◆ **VOTRE OBJECTIF**
Recopiez fidèlement, s'il vous plaît, le passage du texte source qui commence par les mots contenant "9 janvier [1943]" et se termine par "toutes les difficultés.".

____ TEXTE SOURCE

Chez Riou, pour l'affaire Phogor. Je crois que ça pourrait être une excellente matière, tenant le milieu entre le plâtre et la terre cuite. En cette époque où on ne peut faire ni bronze, ni même de terre cuite, ça vaut la peine d'être essayé. Ça ne doit pas être trop cher.

9 janvier [1943]

J'avais des tas de rendez-vous aujourd'hui. Après cinq coups de téléphone, je m'en suis dégagé. Préoccupé par certain profil droit et par la tête, j'ai préféré passer la journée à travailler. Et j'ai fameusement bien fait. Vers trois heures, j'ai eu une demie heure d'angoisse. J'ai eu un moment l'impression que j'avais abîmé irrémédiablement, que je ne pourrais pas retrouver certain imprévu, une sensibilité fugitive, que j'avais sacrifié l'expression à la poursuite de la construction impeccable. Brusquement tout a été résolu. Vérité de la construction, sur quoi l'émotion s'est posée, comme un frêle oiseau, après l'orage, se pose sur une branche sûre. j'ai raison dans ma façon de faire. Mais c'est autrement plus long et difficile que de rester dans l'à-peu-près et d'escamoter toutes les difficultés.

________
____ ENREGISTREMENTS FOURNIS

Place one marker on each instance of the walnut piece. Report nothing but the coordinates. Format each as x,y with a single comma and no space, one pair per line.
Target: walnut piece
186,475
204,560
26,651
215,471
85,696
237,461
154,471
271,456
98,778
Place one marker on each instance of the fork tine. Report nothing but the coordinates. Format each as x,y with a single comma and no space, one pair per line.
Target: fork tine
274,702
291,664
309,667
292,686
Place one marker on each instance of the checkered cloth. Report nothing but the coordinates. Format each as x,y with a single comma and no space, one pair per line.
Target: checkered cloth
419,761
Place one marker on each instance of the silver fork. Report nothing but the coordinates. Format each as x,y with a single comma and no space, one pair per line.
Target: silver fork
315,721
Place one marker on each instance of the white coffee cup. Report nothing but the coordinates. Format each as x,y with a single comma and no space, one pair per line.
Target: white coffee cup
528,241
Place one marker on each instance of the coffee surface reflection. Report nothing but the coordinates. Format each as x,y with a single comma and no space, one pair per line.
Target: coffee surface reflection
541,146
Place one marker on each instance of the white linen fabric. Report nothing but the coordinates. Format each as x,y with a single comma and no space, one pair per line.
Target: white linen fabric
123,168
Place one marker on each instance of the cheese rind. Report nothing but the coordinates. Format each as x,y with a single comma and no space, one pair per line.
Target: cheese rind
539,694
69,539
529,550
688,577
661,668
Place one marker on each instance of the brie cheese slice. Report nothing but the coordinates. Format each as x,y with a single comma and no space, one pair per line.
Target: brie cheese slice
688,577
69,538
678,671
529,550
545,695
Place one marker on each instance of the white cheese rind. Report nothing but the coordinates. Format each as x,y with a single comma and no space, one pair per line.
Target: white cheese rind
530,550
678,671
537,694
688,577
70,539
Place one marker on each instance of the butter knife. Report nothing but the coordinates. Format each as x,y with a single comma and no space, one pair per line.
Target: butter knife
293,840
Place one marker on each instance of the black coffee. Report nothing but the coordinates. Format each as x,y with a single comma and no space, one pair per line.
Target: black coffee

________

◆ **RÉSULTAT**
9 janvier [1943]

J'avais des tas de rendez-vous aujourd'hui. Après cinq coups de téléphone, je m'en suis dégagé. Préoccupé par certain profil droit et par la tête, j'ai préféré passer la journée à travailler. Et j'ai fameusement bien fait. Vers trois heures, j'ai eu une demie heure d'angoisse. J'ai eu un moment l'impression que j'avais abîmé irrémédiablement, que je ne pourrais pas retrouver certain imprévu, une sensibilité fugitive, que j'avais sacrifié l'expression à la poursuite de la construction impeccable. Brusquement tout a été résolu. Vérité de la construction, sur quoi l'émotion s'est posée, comme un frêle oiseau, après l'orage, se pose sur une branche sûre. j'ai raison dans ma façon de faire. Mais c'est autrement plus long et difficile que de rester dans l'à-peu-près et d'escamoter toutes les difficultés.